Deux ans se sont écoulés depuis la sortie de RX 7 qui ouvrait le logiciel vers des applications plus musicales, un cap visiblement qui se poursuit avec cette version qui met aussi l'accent sur la productivité...
Véritable standard dans le monde de l’audio et de l’audiovisuel, RX n’en finit plus de gagner de nouvelles fonctions de sorte que le logiciel de restauration est désormais loin de se cantonner à la seule amélioration de transferts depuis la bande ou le vinyle. À une époque où la collaboration à distance comme les contraintes économiques de l’industrie ont fait voler en éclat le modèle eighties du studio physique où l’on venait faire un disque de A à Z, réaliser un album implique souvent en effet de devoir mixer des prises faites à des endroits différents par des gens différents et dont les compétences varient. Si une maison de disque accepte encore de louer quelques journées d’un grand studio pour enregistrer des cordes ou des cuivres, il n’est pas rare en effet qu’on fasse la voix ici, la batterie là, la basse et les guitares dans un autre endroit encore, sachant que ce n’est pas forcément dans de vrais studio que tout cela aura lieu, mais parfois dans le home studio ou project studio même des artistes, lesquels n’ont pas forcément toutes les compétences d’un ingé son expérimenté et disposent d’un matériel bien différent du sien. On se retrouve ainsi à devoir gérer des acoustiques différentes, mais aussi des prises de qualité variable, qu’il faudra nettoyer et homogénéiser en amont même du mixage. Et c’est là que RX entre en jeu, parce qu’il s’est montré capable au fil des versions de corriger quantité de problèmes susceptibles de gâcher une prise, du bruit de bouche ou de respiration trop présente à la ronflette secteur en passant par la réverb un peu trop envahissante.
Sans oublier des fonctions typiques de la restauration de masters, c’est donc vers cet usage que progresse encore cette version 8, ainsi que sur des éléments ergonomiques destinés à vous simplifier la vie.

| Tâche écrite A |
D'après l'extrait consacré au logiciel RX, combien de temps s'est écoulé depuis la sortie de RX 7 ?

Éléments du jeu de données

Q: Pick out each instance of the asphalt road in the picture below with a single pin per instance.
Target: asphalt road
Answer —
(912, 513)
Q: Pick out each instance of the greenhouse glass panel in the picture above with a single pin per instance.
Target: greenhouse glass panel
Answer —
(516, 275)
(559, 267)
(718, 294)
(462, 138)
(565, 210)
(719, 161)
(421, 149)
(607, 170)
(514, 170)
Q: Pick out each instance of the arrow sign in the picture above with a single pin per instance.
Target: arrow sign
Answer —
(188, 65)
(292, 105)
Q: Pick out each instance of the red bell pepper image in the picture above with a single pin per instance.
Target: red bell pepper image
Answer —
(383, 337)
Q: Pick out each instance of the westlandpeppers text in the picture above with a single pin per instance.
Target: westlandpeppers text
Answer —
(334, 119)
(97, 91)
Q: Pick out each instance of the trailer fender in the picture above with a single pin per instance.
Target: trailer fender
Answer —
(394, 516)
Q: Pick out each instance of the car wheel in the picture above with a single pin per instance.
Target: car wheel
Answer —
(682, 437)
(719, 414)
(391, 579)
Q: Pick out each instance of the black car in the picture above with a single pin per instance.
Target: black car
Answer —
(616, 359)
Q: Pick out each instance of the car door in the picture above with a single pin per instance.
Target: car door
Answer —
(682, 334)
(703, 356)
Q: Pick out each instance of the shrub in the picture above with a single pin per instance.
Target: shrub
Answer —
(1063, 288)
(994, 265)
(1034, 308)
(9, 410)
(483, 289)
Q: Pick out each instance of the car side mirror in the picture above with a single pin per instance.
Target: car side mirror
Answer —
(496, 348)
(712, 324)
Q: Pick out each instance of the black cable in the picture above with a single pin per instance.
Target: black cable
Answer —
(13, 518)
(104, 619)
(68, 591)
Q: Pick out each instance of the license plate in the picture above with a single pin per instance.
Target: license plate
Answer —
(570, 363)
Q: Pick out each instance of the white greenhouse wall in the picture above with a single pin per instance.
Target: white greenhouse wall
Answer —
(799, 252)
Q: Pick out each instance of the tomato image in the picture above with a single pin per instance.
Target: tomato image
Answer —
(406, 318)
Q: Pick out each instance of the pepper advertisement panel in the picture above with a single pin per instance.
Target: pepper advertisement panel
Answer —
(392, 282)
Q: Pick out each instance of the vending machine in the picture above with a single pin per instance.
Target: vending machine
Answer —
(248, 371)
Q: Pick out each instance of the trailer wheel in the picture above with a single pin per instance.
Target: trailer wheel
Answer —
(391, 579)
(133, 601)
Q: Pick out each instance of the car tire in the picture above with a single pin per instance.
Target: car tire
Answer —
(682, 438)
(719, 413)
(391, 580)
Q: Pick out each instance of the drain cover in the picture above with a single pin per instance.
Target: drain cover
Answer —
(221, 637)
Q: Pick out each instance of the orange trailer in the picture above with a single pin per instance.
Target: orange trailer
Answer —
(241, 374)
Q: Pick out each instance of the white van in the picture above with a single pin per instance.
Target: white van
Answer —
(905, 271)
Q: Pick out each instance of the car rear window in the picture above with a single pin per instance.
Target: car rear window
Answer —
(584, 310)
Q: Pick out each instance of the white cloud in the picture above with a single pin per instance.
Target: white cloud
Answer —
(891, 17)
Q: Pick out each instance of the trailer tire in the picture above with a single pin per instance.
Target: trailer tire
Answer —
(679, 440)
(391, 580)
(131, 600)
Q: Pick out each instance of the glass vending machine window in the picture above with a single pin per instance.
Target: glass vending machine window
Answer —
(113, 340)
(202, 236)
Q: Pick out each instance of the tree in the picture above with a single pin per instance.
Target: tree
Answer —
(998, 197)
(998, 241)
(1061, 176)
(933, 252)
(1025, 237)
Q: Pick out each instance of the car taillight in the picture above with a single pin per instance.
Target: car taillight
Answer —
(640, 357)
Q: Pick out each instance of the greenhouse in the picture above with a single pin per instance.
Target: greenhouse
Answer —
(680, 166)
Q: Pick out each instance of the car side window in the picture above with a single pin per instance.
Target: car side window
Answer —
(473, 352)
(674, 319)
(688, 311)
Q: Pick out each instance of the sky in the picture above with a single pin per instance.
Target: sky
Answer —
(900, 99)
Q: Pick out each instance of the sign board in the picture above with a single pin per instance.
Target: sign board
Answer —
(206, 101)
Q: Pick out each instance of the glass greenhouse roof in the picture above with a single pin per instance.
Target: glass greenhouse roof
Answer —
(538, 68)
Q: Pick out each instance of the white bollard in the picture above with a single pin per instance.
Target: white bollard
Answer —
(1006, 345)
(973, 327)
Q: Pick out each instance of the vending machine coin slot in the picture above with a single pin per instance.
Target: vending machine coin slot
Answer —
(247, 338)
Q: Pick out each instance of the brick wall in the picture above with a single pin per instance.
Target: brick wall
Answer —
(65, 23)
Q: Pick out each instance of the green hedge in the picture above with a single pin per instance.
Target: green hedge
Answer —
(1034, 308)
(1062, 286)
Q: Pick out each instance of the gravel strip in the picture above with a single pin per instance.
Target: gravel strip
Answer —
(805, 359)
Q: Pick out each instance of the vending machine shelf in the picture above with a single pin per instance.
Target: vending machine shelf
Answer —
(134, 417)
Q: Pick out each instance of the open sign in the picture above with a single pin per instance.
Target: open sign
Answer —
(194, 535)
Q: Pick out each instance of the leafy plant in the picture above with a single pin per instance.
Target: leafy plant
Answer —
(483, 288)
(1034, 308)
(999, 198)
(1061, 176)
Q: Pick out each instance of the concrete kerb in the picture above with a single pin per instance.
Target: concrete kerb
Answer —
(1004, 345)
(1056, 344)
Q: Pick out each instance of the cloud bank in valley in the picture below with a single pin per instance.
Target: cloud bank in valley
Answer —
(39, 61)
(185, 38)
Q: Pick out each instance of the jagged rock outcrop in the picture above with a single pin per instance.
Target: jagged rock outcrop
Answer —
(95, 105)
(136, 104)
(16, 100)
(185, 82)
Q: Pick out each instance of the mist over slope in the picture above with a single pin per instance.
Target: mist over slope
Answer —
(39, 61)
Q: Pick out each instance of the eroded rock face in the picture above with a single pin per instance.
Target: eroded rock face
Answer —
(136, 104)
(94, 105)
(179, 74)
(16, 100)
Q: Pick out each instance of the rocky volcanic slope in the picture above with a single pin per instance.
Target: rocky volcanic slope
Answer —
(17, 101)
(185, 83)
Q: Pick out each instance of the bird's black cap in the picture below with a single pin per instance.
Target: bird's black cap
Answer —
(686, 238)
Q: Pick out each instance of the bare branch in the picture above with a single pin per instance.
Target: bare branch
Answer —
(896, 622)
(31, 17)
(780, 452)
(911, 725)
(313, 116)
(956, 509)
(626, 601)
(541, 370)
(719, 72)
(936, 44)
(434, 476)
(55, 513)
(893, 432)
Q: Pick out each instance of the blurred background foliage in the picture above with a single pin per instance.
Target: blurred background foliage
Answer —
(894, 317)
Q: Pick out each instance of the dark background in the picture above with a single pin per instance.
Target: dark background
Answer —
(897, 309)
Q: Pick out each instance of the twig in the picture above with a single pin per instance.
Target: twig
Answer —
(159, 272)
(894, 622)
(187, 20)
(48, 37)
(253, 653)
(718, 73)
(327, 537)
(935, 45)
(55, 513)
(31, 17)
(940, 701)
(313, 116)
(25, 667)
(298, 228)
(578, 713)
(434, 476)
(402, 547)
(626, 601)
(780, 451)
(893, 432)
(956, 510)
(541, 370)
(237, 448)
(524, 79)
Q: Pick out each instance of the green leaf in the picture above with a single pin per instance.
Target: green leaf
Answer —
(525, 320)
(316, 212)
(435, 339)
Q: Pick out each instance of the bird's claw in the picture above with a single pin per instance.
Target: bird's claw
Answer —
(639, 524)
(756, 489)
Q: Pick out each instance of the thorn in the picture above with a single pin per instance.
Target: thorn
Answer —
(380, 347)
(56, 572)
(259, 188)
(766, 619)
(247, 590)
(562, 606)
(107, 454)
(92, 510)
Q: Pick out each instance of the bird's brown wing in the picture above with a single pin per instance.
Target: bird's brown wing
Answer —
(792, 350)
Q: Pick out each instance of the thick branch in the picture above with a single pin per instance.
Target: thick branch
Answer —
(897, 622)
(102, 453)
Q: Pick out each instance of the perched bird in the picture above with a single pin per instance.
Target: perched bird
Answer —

| Tâche écrite B |
Indiquez seulement le nombre de lignes de la liste qui contiennent la chaîne « westlandpeppers ».

| Réponse de l'exercice A |
Deux ans.

| Réponse de l'exercice B |
2